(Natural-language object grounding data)

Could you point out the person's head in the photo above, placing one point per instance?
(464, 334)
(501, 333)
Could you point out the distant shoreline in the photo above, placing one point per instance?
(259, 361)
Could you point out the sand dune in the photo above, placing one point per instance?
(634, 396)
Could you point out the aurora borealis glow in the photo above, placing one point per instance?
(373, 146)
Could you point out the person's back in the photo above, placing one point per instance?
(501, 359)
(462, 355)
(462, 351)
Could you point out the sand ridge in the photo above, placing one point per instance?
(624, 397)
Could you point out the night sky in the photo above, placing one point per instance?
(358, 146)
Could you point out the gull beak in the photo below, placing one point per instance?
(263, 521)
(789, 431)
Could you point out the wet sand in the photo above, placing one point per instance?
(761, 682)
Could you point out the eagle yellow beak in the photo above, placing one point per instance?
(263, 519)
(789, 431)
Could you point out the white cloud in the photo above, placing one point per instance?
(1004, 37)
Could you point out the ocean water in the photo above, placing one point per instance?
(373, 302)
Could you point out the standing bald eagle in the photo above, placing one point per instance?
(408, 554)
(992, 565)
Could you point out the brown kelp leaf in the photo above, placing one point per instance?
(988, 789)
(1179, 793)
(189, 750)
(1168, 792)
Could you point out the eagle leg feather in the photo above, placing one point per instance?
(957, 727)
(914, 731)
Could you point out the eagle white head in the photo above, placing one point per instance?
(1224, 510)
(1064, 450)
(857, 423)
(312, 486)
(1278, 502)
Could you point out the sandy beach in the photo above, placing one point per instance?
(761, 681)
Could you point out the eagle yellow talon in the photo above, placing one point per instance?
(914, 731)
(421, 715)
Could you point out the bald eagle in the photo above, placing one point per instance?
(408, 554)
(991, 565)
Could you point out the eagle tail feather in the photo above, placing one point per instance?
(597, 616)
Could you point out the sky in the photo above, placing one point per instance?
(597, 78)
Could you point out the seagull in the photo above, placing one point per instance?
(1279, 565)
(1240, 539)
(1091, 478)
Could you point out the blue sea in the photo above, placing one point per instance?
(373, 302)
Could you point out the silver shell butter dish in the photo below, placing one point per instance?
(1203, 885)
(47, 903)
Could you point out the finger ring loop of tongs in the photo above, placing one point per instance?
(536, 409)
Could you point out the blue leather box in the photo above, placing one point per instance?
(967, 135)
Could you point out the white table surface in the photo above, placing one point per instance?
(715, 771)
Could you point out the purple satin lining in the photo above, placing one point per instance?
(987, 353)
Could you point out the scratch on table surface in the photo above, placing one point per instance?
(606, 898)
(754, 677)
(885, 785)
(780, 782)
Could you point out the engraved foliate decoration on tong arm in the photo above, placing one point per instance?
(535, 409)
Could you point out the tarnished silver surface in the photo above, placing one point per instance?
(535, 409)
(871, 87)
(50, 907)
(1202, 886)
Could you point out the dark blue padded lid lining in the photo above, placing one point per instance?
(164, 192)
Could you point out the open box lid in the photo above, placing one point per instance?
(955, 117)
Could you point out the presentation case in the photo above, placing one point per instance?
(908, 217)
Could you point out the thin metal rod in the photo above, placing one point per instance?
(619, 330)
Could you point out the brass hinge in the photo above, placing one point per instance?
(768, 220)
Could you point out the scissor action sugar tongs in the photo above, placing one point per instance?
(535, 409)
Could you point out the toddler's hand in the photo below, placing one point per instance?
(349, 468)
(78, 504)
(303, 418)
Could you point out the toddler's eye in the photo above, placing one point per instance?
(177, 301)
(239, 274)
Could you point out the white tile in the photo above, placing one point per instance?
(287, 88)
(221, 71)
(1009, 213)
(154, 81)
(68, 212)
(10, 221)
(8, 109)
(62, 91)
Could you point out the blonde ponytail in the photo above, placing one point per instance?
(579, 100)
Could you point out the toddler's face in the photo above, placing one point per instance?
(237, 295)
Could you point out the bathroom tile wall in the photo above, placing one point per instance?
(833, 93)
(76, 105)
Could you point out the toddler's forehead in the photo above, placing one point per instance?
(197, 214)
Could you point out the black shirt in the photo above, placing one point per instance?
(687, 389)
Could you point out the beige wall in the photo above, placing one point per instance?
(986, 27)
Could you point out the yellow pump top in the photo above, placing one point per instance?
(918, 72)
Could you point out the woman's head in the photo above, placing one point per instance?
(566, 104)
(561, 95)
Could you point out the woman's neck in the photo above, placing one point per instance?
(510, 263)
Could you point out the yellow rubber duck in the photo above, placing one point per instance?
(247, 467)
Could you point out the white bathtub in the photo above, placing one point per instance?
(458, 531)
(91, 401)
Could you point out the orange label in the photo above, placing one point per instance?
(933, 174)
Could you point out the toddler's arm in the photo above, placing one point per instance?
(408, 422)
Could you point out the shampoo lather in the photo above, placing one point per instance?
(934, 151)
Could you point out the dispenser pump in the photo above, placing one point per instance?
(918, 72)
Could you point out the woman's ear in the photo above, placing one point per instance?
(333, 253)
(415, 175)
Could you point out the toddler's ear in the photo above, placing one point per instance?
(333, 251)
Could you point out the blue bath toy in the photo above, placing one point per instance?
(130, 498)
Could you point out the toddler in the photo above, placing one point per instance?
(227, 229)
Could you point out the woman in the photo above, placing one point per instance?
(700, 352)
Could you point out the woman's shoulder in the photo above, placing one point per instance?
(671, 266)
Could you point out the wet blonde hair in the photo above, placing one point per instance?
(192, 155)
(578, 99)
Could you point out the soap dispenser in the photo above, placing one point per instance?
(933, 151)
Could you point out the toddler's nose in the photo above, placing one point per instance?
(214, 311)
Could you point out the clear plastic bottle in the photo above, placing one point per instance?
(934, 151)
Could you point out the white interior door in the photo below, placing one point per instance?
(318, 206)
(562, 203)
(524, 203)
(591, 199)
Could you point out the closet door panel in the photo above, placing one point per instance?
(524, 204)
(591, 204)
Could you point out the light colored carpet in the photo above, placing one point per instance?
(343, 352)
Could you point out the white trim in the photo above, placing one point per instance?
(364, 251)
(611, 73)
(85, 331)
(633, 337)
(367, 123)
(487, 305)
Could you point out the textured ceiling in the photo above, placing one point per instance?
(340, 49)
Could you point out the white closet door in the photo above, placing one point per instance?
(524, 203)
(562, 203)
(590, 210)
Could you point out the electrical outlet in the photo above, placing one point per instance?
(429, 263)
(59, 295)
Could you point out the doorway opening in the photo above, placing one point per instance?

→ WHAT THE TASK ASKS: Set down the records again, exactly.

→ YOUR SOLUTION:
Could you point out the person's head in the photo above, placing one point per instance?
(464, 334)
(501, 333)
Could you point out the distant shoreline in the photo above, placing one point per instance?
(259, 361)
Could you point out the sand dune in the photo above, placing one point per instance?
(634, 396)
Could you point out the aurora borealis glow in the photo above, placing one point per instance?
(373, 146)
Could you point out the person's back in the photo above, placing one point per instance?
(501, 359)
(462, 355)
(462, 351)
Could you point out the sand ridge in the photo above, placing one point per instance?
(624, 397)
Could you point out the night sky in the photo above, placing one point per instance?
(358, 146)
Could you point out the gull beak in the photo below, placing one point per instance?
(263, 521)
(789, 431)
Could you point out the wet sand in the photo above, placing one point per instance?
(761, 682)
Could you point out the eagle yellow beak in the photo above, placing one point per instance?
(263, 519)
(789, 431)
Could you point out the white cloud in the photo above, placing one point per instance?
(1004, 37)
Could you point out the ocean water in the photo above, placing one point per instance?
(373, 302)
Could you point out the standing bald eagle in the photo above, placing one point per instance?
(408, 554)
(992, 565)
Could you point out the brown kelp leaf in the photo above, placing one point per instance?
(988, 789)
(1179, 793)
(189, 750)
(1168, 792)
Could you point out the eagle leg feather in the photo above, placing one point per instance?
(957, 727)
(914, 731)
Could you point out the eagle white head in the photo above, placing one point per instance?
(1224, 510)
(1064, 450)
(857, 423)
(312, 486)
(1278, 502)
Could you point out the sandy beach in the photo above, placing one point per instance?
(761, 681)
Could you point out the eagle yellow talon in the photo above, placing one point per instance?
(914, 731)
(421, 715)
Could you point out the bald eagle in the photo above, placing one point per instance?
(408, 554)
(991, 565)
Could you point out the eagle tail feather in the photo above, placing one point per instance?
(597, 616)
Could you point out the sky in the photo above, placing one point per instance?
(597, 78)
Could you point out the seagull in the photo above, placing one point per instance?
(1279, 565)
(1240, 539)
(1091, 478)
Could you point out the blue sea in the photo above, placing one point per instance?
(373, 302)
Could you point out the silver shell butter dish in the photo below, placing one point per instance?
(1203, 885)
(47, 903)
Could you point out the finger ring loop of tongs in the photo above, placing one point per instance?
(536, 409)
Could you point out the blue leather box in the photo above, placing one point per instance?
(967, 135)
Could you point out the white table surface in the photo above, placing one point per instance?
(715, 771)
Could you point out the purple satin lining in the photo above, placing one point per instance?
(987, 353)
Could you point out the scratch on table surface in the photo above, placing one point per instance?
(606, 898)
(754, 677)
(885, 785)
(780, 782)
Could you point out the engraved foliate decoration on tong arm in the photo above, placing one point per instance?
(535, 409)
Could you point out the tarnished silver surface in the photo above, placing one point per instance?
(535, 409)
(871, 87)
(50, 907)
(1202, 886)
Could you point out the dark blue padded lid lining in the photo above, placing one point per instance?
(164, 192)
Could you point out the open box lid in the photo above, placing one point per instance?
(955, 117)
Could you point out the presentation case in the photo above, placing one point per instance?
(908, 217)
Could you point out the thin metal rod in the photo above, placing one point per instance?
(619, 330)
Could you point out the brass hinge in the photo above, placing one point per instance?
(768, 220)
Could you point out the scissor action sugar tongs in the photo above, placing one point per instance?
(535, 409)
Could you point out the toddler's hand in the photo below, placing one point per instance?
(349, 468)
(78, 504)
(303, 418)
Could you point out the toddler's eye in the photo above, placing one point per instance?
(177, 301)
(239, 274)
Could you point out the white tile in the photo above, placing one point per instance?
(287, 88)
(221, 71)
(1009, 213)
(154, 81)
(68, 212)
(10, 221)
(8, 109)
(62, 91)
Could you point out the blonde ponytail in the photo above, placing one point per instance?
(579, 100)
Could you point out the toddler's face in the photo above, placing one point per instance?
(237, 295)
Could you point out the bathroom tile wall in the photo above, placing one point per instance?
(833, 93)
(76, 105)
Could you point out the toddler's forehead in the photo above, placing one point per instance?
(197, 214)
Could you point out the black shirt in the photo above, placing one point per instance?
(687, 389)
Could you point out the beige wall in the photo above, placing one point per instance?
(986, 27)
Could you point out the yellow pump top in the photo above, placing one point per instance?
(918, 72)
Could you point out the woman's head in the photo above, placing one point per instance?
(566, 104)
(561, 95)
Could you point out the woman's neck in the photo above, placing one point per instance?
(510, 263)
Could you point out the yellow rubber duck in the photo above, placing one point per instance?
(247, 467)
Could you point out the white bathtub in the photo above, placing one point per instance?
(458, 531)
(91, 401)
Could you point out the orange label in the photo above, placing one point per instance?
(933, 174)
Could you point out the toddler's arm in the photo above, placing one point per instance?
(408, 422)
Could you point out the shampoo lather in the photo above, placing one point per instance?
(934, 151)
Could you point out the dispenser pump in the photo above, placing one point per instance?
(918, 72)
Could you point out the woman's ear in the photo above, placing one point per instance?
(333, 253)
(415, 175)
Could you point out the toddler's ear in the photo above, placing one point per instance?
(333, 251)
Could you point out the blue bath toy in the photo above, placing one point per instance?
(130, 498)
Could you point out the toddler in the photo above, placing one point per instance?
(227, 229)
Could you point out the woman in the photo above, placing one point per instance?
(700, 352)
Could you point out the woman's shoulder in the photo above, placing one point per instance?
(671, 266)
Could you point out the wet blonde hair in the photo above, placing one point per instance?
(192, 155)
(578, 99)
Could you point out the soap dispenser in the photo above, placing one point per instance?
(933, 151)
Could you point out the toddler's nose in the photo above, placing one point per instance?
(214, 311)
Could you point out the clear plastic bottle in the photo above, placing one point per instance?
(934, 151)
Could you point out the white interior door in the photo below, placing one point per instance?
(318, 206)
(562, 203)
(524, 203)
(591, 199)
Could you point out the closet door panel in the photo above, placing one point per instance?
(524, 204)
(591, 204)
Could you point out the light colored carpet in the photo above, placing one point per instance?
(343, 352)
Could you point out the white trim in the photo above, placing one point per instance?
(364, 251)
(611, 73)
(85, 331)
(633, 337)
(367, 123)
(487, 305)
Could you point out the textured ceiling in the photo above, placing one point per instance?
(340, 49)
Could you point out the white closet door in the photo above, placing one point per instance?
(524, 203)
(562, 203)
(590, 210)
Could you point out the electrical outlet in the photo above, placing one point per instance?
(429, 263)
(59, 295)
Could you point out the doorway opening in the photo above, placing one point per instance?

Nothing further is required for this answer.